Crafts, role-playing and songs with religious connotations will be banned. Religious objects might be allowed but "in small quantity" and shouldn't serve for religious instruction. And here's the best part of this rather comic scenario: A rabbi, a priest or an imam could visit the centre - as long as they don't talk about religious matters!

At a Montreal daycare centre run by Catholic nuns, a parents association was so terrified at the prospect of losing governmental subsidies that it decided to apply the guidelines six months before they'll be implemented. So the week before Christmas, the little kids sang insipid Bing Crosby ballads instead of beautiful traditional carols such as Silent Night.

"We've never indoctrinated our children in 30 years of existence," said Sister Rousselle of the Don Bosco daycare centre, "but celebrating Christmas without being able to talk about Jesus, for me this is not Christmas."

Daniel Amar, executive director of the Quebec Jewish Congress, wondered how bureaucrats would be able to distinguish between religion, custom and tradition. "In Quebec, secularism has become the new religion." The idea of inspectors patrolling daycare centres to censor the innocent activities of children is repulsive, indeed.

Provided information |
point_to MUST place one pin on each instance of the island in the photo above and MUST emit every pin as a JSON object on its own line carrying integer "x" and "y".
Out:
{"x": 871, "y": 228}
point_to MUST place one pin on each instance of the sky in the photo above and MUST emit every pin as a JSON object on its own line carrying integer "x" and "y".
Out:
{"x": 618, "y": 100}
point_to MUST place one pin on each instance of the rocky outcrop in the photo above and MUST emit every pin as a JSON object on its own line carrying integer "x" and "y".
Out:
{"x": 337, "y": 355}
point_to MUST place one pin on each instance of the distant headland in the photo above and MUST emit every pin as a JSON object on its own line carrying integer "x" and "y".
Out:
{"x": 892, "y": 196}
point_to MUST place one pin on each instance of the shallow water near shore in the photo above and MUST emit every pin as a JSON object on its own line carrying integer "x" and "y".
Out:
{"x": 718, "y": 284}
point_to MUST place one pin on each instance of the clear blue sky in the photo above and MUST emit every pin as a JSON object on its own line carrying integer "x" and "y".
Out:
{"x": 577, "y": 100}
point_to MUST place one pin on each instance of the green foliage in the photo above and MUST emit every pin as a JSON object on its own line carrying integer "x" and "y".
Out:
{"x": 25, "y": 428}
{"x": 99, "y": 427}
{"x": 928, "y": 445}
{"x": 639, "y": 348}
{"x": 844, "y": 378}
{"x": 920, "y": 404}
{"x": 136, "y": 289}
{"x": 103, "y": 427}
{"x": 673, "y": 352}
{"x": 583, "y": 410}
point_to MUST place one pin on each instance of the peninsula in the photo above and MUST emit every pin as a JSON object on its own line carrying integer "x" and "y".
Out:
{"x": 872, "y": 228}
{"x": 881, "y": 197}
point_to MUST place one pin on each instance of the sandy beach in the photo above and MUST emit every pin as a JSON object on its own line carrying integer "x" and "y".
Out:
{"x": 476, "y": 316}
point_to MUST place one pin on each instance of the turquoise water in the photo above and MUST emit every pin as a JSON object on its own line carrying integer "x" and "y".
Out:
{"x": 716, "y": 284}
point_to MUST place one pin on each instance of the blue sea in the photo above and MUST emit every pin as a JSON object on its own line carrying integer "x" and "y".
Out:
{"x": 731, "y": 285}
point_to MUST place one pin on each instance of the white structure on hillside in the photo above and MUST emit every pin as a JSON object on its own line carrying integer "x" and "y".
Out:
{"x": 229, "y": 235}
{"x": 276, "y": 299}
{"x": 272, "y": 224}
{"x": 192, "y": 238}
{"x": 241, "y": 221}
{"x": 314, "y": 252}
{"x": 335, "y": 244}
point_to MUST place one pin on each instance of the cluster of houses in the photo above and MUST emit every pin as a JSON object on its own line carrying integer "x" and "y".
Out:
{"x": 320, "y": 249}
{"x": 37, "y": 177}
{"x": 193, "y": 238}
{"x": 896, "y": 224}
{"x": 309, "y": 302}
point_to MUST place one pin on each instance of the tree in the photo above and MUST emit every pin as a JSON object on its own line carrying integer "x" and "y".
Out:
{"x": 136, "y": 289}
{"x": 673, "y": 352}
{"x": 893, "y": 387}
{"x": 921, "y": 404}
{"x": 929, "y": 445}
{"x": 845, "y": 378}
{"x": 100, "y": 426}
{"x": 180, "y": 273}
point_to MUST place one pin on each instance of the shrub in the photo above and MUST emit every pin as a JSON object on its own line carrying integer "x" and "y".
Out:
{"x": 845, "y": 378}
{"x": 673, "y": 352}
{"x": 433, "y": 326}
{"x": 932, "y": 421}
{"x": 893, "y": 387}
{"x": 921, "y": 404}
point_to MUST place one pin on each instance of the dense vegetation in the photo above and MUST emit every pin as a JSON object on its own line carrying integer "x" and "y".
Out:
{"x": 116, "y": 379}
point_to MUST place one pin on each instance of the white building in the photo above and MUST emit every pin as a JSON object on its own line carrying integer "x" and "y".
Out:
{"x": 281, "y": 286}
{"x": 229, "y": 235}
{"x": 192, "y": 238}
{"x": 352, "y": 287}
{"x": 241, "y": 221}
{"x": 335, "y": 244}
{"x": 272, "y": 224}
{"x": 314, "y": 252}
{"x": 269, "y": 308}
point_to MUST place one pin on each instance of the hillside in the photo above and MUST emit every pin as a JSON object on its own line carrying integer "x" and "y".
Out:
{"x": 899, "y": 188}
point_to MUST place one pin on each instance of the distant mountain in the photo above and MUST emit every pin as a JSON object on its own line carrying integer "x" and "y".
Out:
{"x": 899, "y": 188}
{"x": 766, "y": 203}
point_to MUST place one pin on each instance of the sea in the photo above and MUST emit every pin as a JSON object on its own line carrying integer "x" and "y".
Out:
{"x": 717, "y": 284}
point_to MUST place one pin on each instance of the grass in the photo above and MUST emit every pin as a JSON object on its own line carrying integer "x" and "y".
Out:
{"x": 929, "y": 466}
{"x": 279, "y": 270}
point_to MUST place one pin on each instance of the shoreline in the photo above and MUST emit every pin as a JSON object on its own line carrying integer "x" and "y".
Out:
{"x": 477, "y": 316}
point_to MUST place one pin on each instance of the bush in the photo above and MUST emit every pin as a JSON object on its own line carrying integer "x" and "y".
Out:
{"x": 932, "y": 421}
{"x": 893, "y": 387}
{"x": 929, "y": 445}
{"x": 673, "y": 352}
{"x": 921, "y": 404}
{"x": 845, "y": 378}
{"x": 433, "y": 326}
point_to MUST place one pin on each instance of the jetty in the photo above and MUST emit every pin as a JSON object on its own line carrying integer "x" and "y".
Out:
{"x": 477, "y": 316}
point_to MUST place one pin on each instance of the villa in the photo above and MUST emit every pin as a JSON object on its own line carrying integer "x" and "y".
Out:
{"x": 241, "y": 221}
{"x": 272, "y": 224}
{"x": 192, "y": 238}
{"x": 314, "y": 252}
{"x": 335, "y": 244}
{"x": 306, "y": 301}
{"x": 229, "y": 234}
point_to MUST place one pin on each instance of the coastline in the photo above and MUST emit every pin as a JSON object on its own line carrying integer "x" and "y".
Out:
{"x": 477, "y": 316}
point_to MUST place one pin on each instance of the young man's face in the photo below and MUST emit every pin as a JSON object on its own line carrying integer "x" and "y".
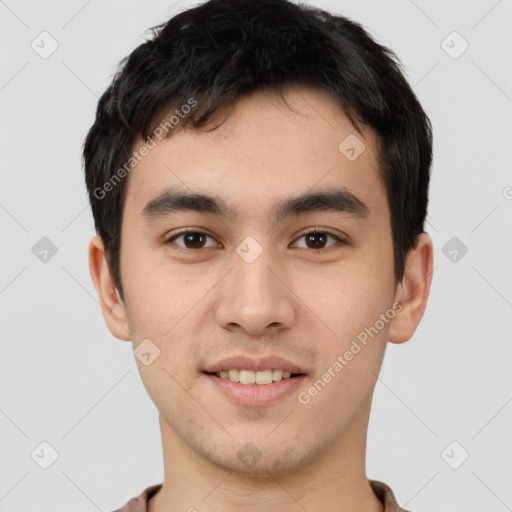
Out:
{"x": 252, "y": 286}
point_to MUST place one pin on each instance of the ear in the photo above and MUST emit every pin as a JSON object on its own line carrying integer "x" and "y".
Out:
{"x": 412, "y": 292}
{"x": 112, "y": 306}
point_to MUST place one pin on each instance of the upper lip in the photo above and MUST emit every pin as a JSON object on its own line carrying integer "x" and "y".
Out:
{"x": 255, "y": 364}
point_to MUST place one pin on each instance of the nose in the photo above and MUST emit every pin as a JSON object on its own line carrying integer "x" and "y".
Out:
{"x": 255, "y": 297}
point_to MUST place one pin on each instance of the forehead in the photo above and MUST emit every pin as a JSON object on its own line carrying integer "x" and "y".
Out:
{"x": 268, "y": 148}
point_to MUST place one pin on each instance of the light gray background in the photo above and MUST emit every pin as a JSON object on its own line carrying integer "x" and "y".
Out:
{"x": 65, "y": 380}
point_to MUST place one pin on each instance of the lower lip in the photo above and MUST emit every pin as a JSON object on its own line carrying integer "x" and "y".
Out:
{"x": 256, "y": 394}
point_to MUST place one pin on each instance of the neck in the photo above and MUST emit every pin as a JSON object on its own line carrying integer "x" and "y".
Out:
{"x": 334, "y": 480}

Exercise instructions |
a: List the kinds of religious figures that the text on Quebec daycare centres says could visit a centre.
b: Carry on writing the text on Quebec daycare centres, starting after its final sentence.

Answers for the tasks |
a: A rabbi, a priest, an imam

b:
Salam Elmenyawi of the Muslim Council of Montreal wants to challenge the policy in court in the name of religious rights. Pierre Anctil, a specialist in intercultural relations, thinks the guidelines will be difficult to apply, and he, too, believes they might be unconstitutional. "This is a delicate question, and the state's involvement might lead to arbitrary decisions." Mr. Anctil was part of a consultative committee set up by the Family Minister to look into the projected guidelines, but he soon realized "the decision was already taken and it was non-negotiable." He quit after the first meeting.

The irony is, these guidelines contradict Quebec's current policy on religious private schools. Confessional grade schools and high schools are partly subsidized (for about 60 per cent of the cost per child) and are allowed to teach religion as long as they follow the province's curriculum.